● PROBLEM SET
1. In the SerpinB3 abstract, what is the mouse counterpart of SerpinB3 called?
2. Continue the SerpinB3 abstract, starting after its final sentence.

(487b) Squamous Cell Carcinoma Antigen-1/SerpinB3 Is an Endogenous Skin Injury Response Element

Introduction: Wounds are a major medical burden with an unmet therapeutic need. Over 6 million chronic wounds cost >$20 billion/year in the USA - nearly 5% of the cost of Medicare/Medicaid. Delay in any stage of repair, such as re-epithelialization, impairs healing and commonly occurs in diabetes. SerpinB3 (mouse Serpinb3a) is a serine protease inhibitor implicated in cancer, but for which the endogenous role has remained elusive for more than four decades. We observed that Serpinb3a was among the most responsive genes to skin injury in an excisional wound model. Moreover, Serpinb3a was selectively enhanced upon biomaterial-mediated wound closure during the acute stage of healing, suggesting a positive regulatory role to rapid healing. We hypothesize SerpinB3 plays a previously unidentified role in dermal wound healing via epithelialization mechanisms which not only explain its role in cancer, but which may also point to a dysregulated role in impaired wound healing.

● PROVIDED DATA

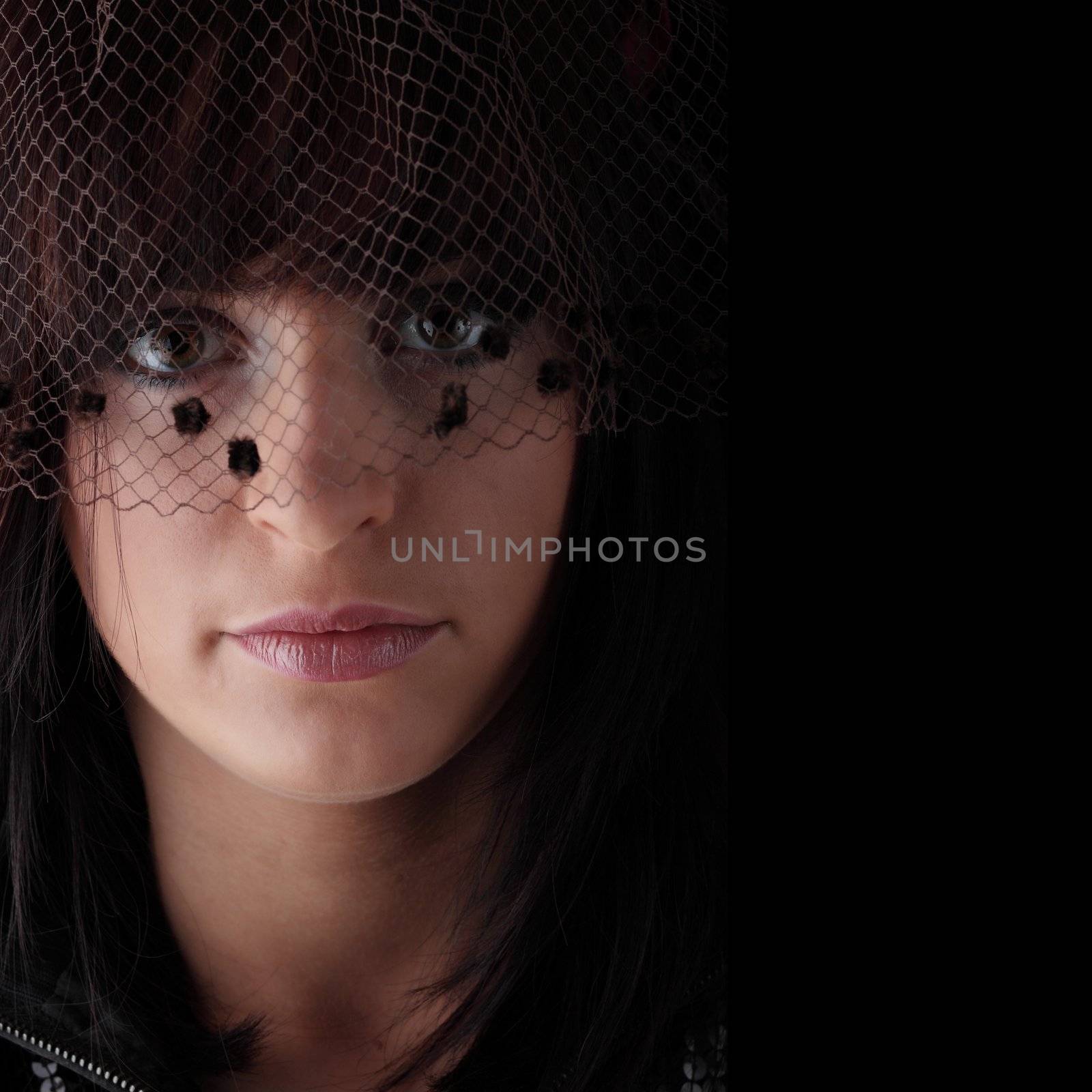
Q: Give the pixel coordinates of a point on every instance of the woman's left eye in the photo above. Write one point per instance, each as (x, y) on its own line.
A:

● ANSWERS BY TASK
1. Serpinb3a

2.
Methods: Datamining was performed on NCBI GEO datasets GSE23006, GSE28914, GSE153596 and our prior dataset deposited as PRJNA1077073. Immunoblots and immunohistochemistry for SerpinB3 were performed on full-thickness wounds tissues from Balb/c mice at 6 hours, and 2-, 4-, and 7-days post-wounding and from HaCaT monolayer scratch wounds. Balb/c wounds were treated with recombinant Serpinb3a and collagen morphometry was quantified post-healing by Picrosirius red staining and polarization microscopy. HaCaT monolayer scratches were treated with EGF or recombinant Serpinb3a and wound closure was quantified. HaCaT colonies were treated with Serpinb3a and proliferation was measured. HaCaTs overexpressing FLAG-tagged SerpinB3 were co-immunostained for E-cadherin or phospho-STAT3 and morphology quantified by confocal microscopy. Cell circularity from overexpressing and exogenously treated cultures was evaluated by FIJI/ImageJ. Wound tissues were collected form C57BL6/J healthy and db/db diabetic wounds at 4-, 7-, and 10-days post-wounding and RNAseq transcriptomics was performed.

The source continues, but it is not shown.